## TASK PROMPT
Scale the rows below, between the line holding "1. What is the bounding box of the red" and the line holding "[[130, 161, 500, 334]]", inclusive: reproduce every line in that span, multiplying each bounding-box coordinate in the answers by 2.5 and rounding to whole numbers, with halves rounded up. Leave all other numbers unchanged, including the coordinate format sample.

## STORED ROWS
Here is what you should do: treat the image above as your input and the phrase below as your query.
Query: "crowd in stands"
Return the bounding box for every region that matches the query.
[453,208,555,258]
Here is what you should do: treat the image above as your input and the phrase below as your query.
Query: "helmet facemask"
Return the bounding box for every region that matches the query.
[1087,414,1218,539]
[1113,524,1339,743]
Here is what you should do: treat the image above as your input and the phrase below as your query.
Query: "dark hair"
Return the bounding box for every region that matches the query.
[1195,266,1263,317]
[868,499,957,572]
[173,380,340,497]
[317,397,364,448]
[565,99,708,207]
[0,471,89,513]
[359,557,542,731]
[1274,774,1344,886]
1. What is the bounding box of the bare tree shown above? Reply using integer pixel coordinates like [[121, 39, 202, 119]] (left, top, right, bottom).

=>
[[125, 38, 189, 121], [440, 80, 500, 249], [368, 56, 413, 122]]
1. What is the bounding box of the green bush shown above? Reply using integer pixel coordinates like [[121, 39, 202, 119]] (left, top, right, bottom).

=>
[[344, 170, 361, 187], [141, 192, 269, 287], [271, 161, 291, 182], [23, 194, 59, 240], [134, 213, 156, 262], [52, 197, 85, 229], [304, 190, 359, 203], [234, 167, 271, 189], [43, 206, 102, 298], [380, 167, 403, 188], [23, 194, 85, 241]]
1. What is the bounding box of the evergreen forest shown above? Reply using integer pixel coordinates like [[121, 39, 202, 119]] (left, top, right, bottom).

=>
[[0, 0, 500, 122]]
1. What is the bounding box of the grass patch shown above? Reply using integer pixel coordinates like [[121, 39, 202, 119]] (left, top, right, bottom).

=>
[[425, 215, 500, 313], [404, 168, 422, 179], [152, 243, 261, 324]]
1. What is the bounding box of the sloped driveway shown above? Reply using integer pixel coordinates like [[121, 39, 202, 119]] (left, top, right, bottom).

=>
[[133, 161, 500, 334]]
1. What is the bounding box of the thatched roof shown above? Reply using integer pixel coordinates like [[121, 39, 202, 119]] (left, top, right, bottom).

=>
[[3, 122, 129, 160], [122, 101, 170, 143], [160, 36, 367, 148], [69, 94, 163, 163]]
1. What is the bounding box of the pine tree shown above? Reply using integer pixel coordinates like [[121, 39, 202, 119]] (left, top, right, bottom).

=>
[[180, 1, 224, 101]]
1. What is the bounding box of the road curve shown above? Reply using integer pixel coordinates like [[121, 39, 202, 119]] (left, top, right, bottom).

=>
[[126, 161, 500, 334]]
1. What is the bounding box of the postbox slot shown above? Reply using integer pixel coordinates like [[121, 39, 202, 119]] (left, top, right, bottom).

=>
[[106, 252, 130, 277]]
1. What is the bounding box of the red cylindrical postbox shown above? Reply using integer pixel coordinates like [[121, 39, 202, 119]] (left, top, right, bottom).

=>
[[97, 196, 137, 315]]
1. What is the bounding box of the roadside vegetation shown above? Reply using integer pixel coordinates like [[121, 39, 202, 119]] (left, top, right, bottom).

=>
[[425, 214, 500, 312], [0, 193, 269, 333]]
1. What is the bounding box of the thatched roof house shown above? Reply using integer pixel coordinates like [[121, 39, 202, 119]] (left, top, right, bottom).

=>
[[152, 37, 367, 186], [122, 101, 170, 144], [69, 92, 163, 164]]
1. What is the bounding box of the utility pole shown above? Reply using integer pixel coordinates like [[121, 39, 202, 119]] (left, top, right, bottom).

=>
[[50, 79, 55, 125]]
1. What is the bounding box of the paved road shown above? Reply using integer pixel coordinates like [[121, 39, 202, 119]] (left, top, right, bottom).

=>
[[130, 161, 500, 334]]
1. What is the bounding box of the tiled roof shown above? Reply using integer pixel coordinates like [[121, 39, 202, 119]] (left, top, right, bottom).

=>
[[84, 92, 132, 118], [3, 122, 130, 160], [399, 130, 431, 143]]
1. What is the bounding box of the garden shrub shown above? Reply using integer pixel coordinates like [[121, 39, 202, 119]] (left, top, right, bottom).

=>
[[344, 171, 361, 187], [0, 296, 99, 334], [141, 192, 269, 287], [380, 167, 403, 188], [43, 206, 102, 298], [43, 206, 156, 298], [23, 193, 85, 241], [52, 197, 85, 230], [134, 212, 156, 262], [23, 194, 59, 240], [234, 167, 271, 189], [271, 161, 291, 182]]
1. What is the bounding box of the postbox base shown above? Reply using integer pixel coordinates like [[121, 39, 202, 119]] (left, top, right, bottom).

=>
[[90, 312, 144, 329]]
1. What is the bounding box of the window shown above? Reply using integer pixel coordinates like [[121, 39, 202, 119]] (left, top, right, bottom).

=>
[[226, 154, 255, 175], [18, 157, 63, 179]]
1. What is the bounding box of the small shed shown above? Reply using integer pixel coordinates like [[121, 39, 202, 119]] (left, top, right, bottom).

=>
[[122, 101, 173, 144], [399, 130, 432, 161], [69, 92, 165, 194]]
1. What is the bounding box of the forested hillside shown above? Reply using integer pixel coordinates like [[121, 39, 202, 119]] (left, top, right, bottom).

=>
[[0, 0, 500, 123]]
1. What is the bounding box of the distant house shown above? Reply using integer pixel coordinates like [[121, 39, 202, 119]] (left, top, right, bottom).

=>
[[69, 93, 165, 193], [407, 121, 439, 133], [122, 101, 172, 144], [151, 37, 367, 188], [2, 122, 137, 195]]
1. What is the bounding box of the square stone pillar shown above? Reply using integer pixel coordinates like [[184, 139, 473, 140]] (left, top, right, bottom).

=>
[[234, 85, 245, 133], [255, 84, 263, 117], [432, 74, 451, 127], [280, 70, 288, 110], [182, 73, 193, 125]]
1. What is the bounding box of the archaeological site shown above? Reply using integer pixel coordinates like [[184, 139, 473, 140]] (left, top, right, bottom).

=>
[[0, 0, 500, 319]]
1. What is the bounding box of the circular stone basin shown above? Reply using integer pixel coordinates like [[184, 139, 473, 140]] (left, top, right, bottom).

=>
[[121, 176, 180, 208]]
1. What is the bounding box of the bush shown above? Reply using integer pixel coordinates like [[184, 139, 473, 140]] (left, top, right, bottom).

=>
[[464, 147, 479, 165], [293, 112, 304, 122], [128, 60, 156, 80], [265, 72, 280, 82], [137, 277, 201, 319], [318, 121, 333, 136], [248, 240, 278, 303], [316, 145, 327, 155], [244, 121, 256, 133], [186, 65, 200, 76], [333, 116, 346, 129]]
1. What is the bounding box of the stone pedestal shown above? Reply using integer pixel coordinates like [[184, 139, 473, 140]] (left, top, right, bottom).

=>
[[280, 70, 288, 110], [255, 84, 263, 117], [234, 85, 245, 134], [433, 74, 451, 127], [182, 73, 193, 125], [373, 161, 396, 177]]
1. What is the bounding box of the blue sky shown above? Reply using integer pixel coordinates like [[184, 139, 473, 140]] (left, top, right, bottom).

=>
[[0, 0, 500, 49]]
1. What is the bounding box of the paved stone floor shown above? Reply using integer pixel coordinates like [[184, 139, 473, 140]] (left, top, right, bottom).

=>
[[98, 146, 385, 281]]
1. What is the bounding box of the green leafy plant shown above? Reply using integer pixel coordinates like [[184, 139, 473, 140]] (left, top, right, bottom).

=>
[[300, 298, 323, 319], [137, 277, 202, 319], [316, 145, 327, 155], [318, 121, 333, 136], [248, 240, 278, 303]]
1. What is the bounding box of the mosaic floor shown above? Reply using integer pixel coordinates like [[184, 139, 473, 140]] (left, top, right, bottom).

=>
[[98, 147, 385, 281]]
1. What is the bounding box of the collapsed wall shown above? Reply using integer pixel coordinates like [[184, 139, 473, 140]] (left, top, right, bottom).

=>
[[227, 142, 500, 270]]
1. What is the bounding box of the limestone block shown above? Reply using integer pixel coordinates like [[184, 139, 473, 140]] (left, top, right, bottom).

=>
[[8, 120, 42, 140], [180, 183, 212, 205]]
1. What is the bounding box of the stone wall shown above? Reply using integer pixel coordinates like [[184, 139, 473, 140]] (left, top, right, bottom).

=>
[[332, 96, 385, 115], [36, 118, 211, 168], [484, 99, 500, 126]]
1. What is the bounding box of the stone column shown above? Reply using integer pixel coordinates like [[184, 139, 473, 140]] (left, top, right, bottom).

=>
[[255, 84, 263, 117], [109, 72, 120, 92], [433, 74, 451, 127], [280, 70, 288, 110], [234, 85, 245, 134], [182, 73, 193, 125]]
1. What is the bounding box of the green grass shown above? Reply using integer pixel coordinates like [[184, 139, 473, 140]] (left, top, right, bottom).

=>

## RESULT FOR THIS EXERCISE
1. What is the bounding box of the red cylindrical postbox shown above? Reply using integer pixel coordinates like [[121, 39, 202, 119]] (left, top, right, bottom).

=>
[[243, 490, 343, 788]]
1. What is the bounding box of the roadside vegetation shown above? Reply using integer pixel coordinates like [[121, 39, 202, 119]] (left, top, right, bottom).

=>
[[1063, 535, 1250, 780], [0, 483, 673, 833]]
1. What is the bounding box of the thatched roof house shown above? Reply using integer pixel coordinates like [[121, 39, 202, 119]] (left, top, right, bottom).

=>
[[380, 93, 918, 465], [305, 253, 425, 360], [173, 230, 408, 410]]
1. What is the bounding box of the utility pole shown above? Reply using integer pixel coordinates like [[121, 39, 202, 119]] (left, top, right, bottom).

=>
[[125, 198, 138, 313]]
1. What is the bounding box of the paved road shown above? Reply using integer pixel coordinates like [[121, 39, 202, 119]] (left, top, right, bottom).

=>
[[325, 403, 1250, 835]]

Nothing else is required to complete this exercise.